Saved entries
★ ★ ★ ★ ★
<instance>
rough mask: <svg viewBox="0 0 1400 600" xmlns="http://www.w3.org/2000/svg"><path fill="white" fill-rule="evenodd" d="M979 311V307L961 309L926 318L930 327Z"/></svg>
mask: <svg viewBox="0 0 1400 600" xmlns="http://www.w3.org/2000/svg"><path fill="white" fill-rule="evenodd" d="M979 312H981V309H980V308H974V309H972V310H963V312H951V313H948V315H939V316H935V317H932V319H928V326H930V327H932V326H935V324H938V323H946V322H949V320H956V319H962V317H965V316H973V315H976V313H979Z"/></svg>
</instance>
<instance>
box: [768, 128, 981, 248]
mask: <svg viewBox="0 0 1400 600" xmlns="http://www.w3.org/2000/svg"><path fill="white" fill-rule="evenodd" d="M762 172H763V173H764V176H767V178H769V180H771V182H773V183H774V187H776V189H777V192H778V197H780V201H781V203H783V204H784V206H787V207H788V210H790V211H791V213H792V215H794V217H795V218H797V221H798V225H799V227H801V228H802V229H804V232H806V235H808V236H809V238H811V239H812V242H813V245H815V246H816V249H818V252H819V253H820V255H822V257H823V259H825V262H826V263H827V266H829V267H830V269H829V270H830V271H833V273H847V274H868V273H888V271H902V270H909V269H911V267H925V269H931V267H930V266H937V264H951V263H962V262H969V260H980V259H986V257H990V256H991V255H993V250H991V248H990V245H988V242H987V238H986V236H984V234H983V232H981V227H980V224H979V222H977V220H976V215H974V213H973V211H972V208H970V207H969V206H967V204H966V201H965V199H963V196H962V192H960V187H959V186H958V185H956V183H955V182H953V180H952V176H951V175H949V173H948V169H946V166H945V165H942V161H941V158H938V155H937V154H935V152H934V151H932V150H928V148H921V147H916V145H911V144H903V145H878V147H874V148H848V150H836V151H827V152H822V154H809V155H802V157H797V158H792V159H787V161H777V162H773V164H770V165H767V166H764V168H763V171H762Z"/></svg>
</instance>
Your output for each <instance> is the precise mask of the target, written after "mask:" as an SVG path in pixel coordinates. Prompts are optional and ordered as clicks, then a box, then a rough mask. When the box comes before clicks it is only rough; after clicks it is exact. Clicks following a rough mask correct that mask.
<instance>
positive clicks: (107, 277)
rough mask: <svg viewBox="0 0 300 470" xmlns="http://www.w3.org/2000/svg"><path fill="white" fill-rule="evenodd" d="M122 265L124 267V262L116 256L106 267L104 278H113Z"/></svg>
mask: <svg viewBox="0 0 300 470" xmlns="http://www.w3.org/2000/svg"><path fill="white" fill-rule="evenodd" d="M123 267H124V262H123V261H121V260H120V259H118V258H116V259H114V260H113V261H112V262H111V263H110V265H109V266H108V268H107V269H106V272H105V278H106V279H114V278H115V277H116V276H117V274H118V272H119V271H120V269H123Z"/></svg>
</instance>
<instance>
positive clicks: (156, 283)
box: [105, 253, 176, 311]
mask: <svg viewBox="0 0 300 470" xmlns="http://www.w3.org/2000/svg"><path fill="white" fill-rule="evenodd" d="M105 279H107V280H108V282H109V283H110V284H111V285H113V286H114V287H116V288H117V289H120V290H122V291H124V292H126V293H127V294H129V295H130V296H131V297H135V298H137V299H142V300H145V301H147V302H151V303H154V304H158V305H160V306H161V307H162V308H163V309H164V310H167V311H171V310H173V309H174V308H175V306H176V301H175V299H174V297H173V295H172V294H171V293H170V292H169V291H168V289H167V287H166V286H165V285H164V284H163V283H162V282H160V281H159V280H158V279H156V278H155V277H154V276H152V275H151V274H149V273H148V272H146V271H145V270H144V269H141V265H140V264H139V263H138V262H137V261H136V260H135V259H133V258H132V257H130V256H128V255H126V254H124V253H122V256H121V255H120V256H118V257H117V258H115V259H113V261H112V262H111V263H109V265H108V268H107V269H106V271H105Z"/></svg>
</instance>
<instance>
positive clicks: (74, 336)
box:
★ ★ ★ ★ ★
**Task instructions**
Above are the entries. Quote exactly the lines from the one bearing "265L124 267V262L116 256L106" through the one bearing "positive clicks: (156, 283)".

**The answer**
rough mask: <svg viewBox="0 0 300 470" xmlns="http://www.w3.org/2000/svg"><path fill="white" fill-rule="evenodd" d="M122 265L124 267V262L116 256L106 267L104 278H113Z"/></svg>
mask: <svg viewBox="0 0 300 470" xmlns="http://www.w3.org/2000/svg"><path fill="white" fill-rule="evenodd" d="M123 267H124V262H123V261H121V260H120V259H118V258H116V259H114V260H113V261H112V262H111V263H110V265H109V266H108V268H107V269H106V272H105V278H106V279H114V278H115V277H116V276H117V274H118V272H119V271H120V269H123Z"/></svg>
</instance>
<instance>
positive clicks: (156, 283)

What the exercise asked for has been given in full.